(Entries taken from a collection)
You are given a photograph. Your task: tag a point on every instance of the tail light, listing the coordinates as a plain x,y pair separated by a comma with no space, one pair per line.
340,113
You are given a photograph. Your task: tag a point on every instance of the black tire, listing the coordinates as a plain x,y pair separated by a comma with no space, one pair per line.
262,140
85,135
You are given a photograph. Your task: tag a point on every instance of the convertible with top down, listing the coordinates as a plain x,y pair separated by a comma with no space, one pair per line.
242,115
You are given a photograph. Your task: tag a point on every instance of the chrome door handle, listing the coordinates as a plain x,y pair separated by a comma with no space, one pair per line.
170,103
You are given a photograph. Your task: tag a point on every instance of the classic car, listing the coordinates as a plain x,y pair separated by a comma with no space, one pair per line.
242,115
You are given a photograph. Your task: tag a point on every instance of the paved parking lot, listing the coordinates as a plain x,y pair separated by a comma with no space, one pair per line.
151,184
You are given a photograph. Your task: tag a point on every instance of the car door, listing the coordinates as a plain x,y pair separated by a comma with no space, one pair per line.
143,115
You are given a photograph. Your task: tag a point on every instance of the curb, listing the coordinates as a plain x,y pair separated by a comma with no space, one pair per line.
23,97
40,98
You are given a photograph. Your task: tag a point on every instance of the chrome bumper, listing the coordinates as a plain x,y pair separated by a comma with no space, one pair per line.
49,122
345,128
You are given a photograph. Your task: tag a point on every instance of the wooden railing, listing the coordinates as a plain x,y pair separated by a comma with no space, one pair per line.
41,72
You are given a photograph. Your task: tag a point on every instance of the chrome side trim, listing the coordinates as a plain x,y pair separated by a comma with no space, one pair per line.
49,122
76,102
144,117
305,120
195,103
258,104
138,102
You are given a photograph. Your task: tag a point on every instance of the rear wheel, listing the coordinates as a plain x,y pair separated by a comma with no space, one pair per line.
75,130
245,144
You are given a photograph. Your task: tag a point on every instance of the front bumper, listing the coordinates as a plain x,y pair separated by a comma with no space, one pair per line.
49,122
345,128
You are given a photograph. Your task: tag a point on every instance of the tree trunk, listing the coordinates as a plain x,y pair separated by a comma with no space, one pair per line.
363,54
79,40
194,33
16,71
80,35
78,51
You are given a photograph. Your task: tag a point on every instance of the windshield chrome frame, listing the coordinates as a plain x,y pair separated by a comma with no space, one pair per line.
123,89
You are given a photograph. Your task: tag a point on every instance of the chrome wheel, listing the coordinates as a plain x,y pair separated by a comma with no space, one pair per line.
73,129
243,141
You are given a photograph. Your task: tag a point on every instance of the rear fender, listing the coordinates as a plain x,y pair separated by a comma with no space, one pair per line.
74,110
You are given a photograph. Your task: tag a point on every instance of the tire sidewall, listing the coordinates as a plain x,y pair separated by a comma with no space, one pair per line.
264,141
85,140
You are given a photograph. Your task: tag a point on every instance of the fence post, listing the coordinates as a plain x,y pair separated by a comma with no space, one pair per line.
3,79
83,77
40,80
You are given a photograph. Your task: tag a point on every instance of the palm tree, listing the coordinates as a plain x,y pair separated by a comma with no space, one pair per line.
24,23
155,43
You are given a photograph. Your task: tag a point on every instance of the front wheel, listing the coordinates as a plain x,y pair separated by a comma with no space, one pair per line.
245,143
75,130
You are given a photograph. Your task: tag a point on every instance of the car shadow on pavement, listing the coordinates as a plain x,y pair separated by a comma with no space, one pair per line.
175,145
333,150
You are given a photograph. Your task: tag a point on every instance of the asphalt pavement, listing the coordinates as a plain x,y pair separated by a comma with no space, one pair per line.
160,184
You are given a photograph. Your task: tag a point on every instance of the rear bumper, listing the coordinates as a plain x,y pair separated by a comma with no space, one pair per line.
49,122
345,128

## WRITTEN EXERCISE
Using the material above, print every entry exactly as written.

## FINISHED TASK
You are given a photograph. Your task: tag a point on every instance of the tail light, listing the coordinates as a plain x,y pair separated by a comma with no space, one pair per line.
340,113
You are given a photograph. Your task: tag a point on every instance of the black tire, listing the coordinates as a plain x,y pair separated by a comma with no space, one pair per line.
262,140
85,135
You are given a photograph. Your task: tag a point on every instance of the convertible with top down, listing the coordinates as a plain x,y pair separated by a comma with no space, one pair per line.
242,115
You are given a photograph. Your task: tag a point on every instance of the chrome door handle, listing the coordinates as a plain x,y pair separated by a comma with no space, one pair per line.
170,103
You are given a photograph. Your task: tag a point on every instance of the classic car, listing the coordinates as a plain x,y pair separated by a comma with no space, one pair per line.
242,115
You are given a photograph. Your task: tag a point on every instance of the paved parking lot, listing the coordinates as a plain x,y pair separated by a comma with no space, one pair per line.
151,184
You are given a photograph. Your task: tag a point on every instance of the car door, listing the coordinates as a plain x,y pair separated by a comma with no space, one pair per line.
143,115
You are given a photograph. Your task: tag a point on every instance of the curb, listing the coordinates as a plain x,y pair separated by a comma with no space, one pair per line.
23,97
40,98
You are given a photograph. Your task: tag a point on every instance of the chrome bumper, listing the coordinates as a plain x,y pair separated by a comma with no space, one pair per line.
49,122
345,128
You are given a photograph. Your task: tag a point on every instance of the wooden railing, listing the coordinates as a plain x,y pair separated by a comma with no space, one pair per line.
41,72
You are given a photograph. Your task: tag a point on every instance of the chrome side trim, listing the coordinates as a plain x,y pair separated by a comma with no space, one pair per line.
49,122
76,102
144,117
305,120
195,103
258,104
138,102
You are given a photograph. Your task: tag a point on every instance of the rear wheel, listing the coordinates as a plain x,y pair separated by a comma with no space, one pair per line.
75,130
245,144
You are given a photograph. Your task: tag a point on every instance of the front bumper, listing the coordinates as a plain x,y pair separated by a comma with no space, one pair per line.
49,122
345,128
You are given a photograph. Your task: tag a point on every instance of the tree trunk, listing the coordinates as a plain x,y pair separated by a comma with no space, one pair per line.
363,54
79,40
194,33
16,71
80,35
78,51
You are given a photograph. Your task: tag a point on every instance of the windshield chrome frame, listing the coordinates as a plain x,y pair separated by a comma with no space, one pair per line.
123,89
You are given a photograph. Your task: tag a point on every instance of the chrome wheel, listing the coordinates as a plain x,y pair separated by a comma with no space, one pair per line.
73,129
243,141
You are given a photograph. Your task: tag a point on every instance of the rear fender, listing the coordinates as a plain x,y pair separated by a comma with no space, one pair per line.
74,110
You are given a photograph. Your task: tag a point on every instance of the tire sidewall, listing the coordinates as a plain x,y pair separated by a comma with no space, one pair per line.
264,141
85,140
You are given a photograph. Your task: tag a point on every instance of the fence post, listing the coordinates as a plain x,y pair separated by a comma with no space, one pair per line.
3,79
83,77
40,80
You are given a photograph. Your task: tag a point on every instance of the palm tree, listing the coordinates as a plain x,y pair separated by a comma with no space, one pair per line.
24,23
155,43
You are given a photograph. Your task: tag a point on every instance of the front wheel, listing the coordinates as a plain x,y pair separated by a comma with no space, one pair per line.
245,143
75,130
You are given a photograph. Your task: tag a point on every instance of the car shadow on pavement, listing the coordinates as a plain x,y pair separated by a comma with no space, one pair per line.
175,145
333,150
You are given a photograph. Your task: tag a point on every instance of the asphalt pavement, listing the coordinates as a plain x,y pair separated by a comma with no space, one pair per line.
160,184
You are given a photograph. Your task: tag a point on every instance of the rear bumper, listing the coordinates as a plain x,y pair separated by a comma with no space, one pair per line.
49,122
345,128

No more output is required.